_Exercise description_
Render the lines of the listing as a numbered list with blank lines left out, starting with the line that contains "point_to finds the horse harness" and going on through the line that contains "pixel 906 502". Include both of those lines and no others.

-- start Dataset extract --

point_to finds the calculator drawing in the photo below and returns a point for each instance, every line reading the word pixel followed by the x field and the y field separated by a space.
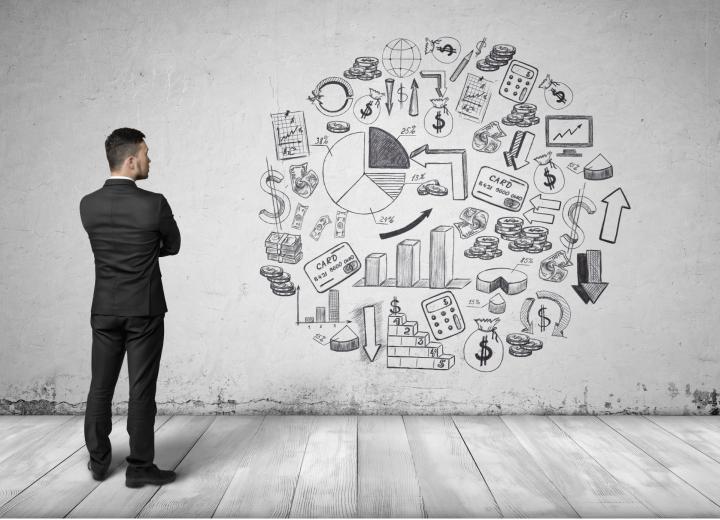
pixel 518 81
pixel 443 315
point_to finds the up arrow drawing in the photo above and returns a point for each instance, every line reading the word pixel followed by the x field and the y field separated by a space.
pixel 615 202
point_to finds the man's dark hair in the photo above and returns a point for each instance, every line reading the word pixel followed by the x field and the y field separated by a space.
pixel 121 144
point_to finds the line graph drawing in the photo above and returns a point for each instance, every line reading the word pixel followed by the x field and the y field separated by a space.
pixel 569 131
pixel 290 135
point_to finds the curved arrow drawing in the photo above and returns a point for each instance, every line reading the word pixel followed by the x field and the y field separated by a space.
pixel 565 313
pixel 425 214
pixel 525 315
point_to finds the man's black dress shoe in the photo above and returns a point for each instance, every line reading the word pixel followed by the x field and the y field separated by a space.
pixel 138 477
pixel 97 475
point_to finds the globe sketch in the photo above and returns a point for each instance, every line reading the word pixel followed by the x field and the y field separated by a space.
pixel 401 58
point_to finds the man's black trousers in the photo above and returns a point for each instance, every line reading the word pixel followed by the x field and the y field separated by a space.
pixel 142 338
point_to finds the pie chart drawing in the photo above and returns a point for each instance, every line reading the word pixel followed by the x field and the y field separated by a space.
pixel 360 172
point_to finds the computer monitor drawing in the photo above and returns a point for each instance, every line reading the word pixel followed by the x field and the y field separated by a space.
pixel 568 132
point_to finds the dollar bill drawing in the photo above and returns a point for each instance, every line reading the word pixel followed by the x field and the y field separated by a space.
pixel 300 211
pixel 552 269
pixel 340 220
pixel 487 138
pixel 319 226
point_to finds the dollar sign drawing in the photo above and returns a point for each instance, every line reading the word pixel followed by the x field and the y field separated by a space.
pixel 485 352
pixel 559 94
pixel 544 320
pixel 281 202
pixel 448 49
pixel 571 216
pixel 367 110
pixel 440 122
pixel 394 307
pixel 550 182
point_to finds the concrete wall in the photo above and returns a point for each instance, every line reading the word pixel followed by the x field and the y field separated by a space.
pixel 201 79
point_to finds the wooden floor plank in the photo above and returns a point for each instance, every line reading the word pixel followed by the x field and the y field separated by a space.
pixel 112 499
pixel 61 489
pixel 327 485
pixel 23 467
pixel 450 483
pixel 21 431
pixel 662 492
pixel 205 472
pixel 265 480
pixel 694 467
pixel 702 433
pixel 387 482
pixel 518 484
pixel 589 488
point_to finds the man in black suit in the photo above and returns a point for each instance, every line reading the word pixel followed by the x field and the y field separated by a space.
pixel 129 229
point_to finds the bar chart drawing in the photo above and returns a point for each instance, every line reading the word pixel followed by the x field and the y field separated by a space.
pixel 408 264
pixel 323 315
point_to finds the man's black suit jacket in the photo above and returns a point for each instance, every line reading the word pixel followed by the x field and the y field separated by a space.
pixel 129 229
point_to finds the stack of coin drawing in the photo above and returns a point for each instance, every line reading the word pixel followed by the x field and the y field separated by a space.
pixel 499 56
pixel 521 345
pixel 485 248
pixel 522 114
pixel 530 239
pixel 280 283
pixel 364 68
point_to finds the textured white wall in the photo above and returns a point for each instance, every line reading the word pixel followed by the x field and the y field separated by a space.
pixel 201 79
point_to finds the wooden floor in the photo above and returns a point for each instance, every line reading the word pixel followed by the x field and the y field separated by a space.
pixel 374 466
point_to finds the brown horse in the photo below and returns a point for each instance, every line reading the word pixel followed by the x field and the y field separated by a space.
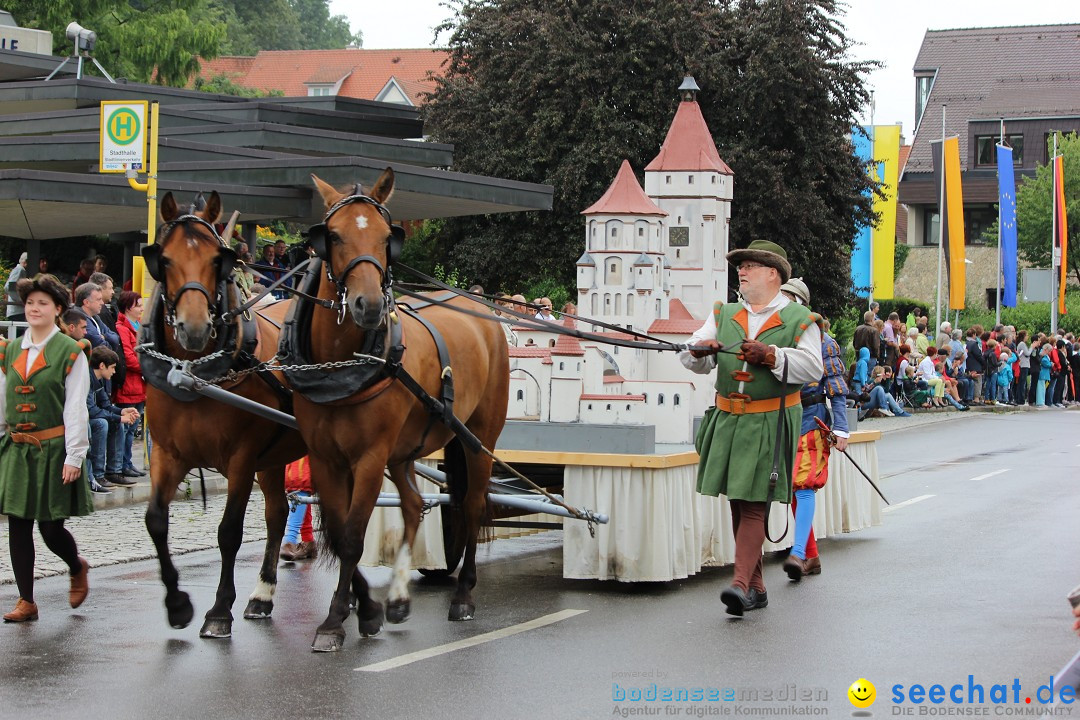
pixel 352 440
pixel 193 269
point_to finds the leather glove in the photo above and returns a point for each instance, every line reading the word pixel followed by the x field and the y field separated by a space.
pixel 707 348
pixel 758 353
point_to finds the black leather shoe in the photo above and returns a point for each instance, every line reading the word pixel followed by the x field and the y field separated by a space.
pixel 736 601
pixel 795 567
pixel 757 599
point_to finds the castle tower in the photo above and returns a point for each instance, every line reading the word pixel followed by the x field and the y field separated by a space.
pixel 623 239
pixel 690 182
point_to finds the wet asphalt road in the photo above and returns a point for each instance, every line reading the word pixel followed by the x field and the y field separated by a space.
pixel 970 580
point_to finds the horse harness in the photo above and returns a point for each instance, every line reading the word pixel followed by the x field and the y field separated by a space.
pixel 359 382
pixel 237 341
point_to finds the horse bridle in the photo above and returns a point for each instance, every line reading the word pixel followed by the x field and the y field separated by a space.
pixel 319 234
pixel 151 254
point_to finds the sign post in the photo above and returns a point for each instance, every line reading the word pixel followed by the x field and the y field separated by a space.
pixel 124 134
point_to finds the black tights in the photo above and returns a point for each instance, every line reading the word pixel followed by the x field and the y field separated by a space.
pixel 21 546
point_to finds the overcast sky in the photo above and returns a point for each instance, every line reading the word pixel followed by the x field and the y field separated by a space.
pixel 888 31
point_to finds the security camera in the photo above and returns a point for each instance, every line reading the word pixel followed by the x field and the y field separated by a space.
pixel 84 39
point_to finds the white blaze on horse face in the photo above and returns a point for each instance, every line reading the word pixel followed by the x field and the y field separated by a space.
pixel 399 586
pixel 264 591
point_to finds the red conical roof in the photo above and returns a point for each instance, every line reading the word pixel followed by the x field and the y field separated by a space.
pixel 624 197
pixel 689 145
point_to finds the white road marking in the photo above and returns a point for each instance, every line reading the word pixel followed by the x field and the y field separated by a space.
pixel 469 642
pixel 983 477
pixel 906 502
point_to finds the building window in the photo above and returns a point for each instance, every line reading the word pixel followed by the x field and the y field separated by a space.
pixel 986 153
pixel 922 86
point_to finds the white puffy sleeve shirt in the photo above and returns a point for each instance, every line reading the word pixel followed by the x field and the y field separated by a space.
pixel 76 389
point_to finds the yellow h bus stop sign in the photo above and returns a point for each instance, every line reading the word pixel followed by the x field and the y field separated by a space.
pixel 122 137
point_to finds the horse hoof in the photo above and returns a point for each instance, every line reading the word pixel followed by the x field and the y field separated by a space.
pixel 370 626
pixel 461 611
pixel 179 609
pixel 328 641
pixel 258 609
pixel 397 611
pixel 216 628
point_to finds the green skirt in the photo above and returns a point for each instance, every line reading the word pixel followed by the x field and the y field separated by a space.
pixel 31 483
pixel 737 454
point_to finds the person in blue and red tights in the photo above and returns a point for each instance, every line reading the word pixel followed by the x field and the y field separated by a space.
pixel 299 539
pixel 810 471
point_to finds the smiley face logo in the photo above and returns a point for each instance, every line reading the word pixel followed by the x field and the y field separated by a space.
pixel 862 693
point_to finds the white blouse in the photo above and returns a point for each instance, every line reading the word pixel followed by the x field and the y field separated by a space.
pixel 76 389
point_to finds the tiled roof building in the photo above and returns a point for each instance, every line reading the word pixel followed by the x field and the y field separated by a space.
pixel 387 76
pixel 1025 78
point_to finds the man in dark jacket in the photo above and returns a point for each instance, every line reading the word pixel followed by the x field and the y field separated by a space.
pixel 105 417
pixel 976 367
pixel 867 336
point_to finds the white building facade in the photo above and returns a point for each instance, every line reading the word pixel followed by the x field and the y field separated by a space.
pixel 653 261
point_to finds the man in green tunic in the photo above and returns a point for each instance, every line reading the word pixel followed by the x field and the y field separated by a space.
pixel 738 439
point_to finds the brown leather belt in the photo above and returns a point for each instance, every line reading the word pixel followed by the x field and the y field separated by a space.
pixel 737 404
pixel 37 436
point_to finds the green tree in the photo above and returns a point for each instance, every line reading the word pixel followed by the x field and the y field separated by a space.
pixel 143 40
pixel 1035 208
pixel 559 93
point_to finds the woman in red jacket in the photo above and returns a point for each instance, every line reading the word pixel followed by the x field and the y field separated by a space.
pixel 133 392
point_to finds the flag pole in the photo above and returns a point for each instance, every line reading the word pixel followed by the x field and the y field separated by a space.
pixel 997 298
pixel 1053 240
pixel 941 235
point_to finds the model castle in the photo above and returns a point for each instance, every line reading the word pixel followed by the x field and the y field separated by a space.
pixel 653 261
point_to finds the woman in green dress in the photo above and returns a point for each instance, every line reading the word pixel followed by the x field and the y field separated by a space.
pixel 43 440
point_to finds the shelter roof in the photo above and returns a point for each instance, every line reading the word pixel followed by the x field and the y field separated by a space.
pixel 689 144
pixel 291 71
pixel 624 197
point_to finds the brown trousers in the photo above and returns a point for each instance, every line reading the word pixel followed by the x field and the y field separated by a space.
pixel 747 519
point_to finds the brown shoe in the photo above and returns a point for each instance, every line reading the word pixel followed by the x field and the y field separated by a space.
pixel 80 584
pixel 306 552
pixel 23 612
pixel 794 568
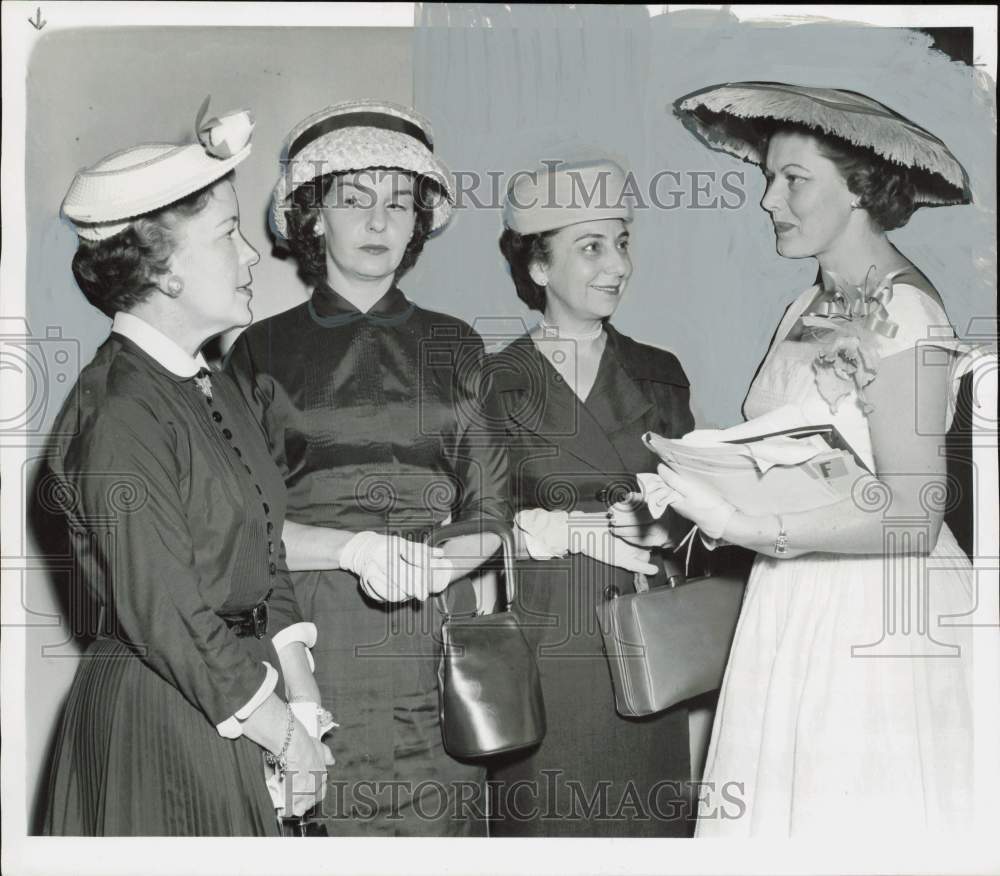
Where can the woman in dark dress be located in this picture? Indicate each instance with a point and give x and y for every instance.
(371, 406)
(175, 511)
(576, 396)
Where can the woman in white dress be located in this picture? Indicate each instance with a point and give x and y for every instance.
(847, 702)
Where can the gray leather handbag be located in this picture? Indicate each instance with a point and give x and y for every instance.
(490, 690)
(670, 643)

-- end Dataset extract --

_Full output_
1. point_to finds the horse harness in the photo above and returns a point for each instance, every line reading the word pixel followed by the x field and the y field separated by a space.
2. pixel 359 382
3. pixel 237 341
4. point_to finds the horse bridle in the photo above and returns a point for each instance, every line reading the word pixel followed by the x field and the y field separated by a space.
5. pixel 319 234
6. pixel 151 254
7. point_to finds the sign post in the photo above and returns a point for each instance, every line reading the word pixel followed by the x field and the y field separated by a space.
8. pixel 124 134
9. point_to finds the black tights in the photo above and returns a point for each instance, every line reading the word pixel followed by the x field and the y field separated by a space.
10. pixel 21 546
11. point_to finds the overcast sky in the photo above and returns a point for each instance, every line reading the word pixel followed by the x field and the y field separated by a space.
12. pixel 888 31
13. point_to finds the security camera in the photo above and returns a point for each instance, every line reading the word pixel followed by the x field and the y field separated by a space.
14. pixel 84 39
15. point_to finds the white blaze on horse face in the photo above and returns a point for each instance, every line reading the word pixel followed by the x field and the y field separated by a space.
16. pixel 399 586
17. pixel 264 591
18. point_to finds the red conical roof in the photo above and returns a point for each instance, every line reading the word pixel followed by the x field and the y field separated by a space.
19. pixel 624 197
20. pixel 689 145
21. point_to finds the white road marking in the photo above and returns a point for each instance, every line reading the word pixel followed by the x field and the y field separated by a space.
22. pixel 469 642
23. pixel 983 477
24. pixel 906 502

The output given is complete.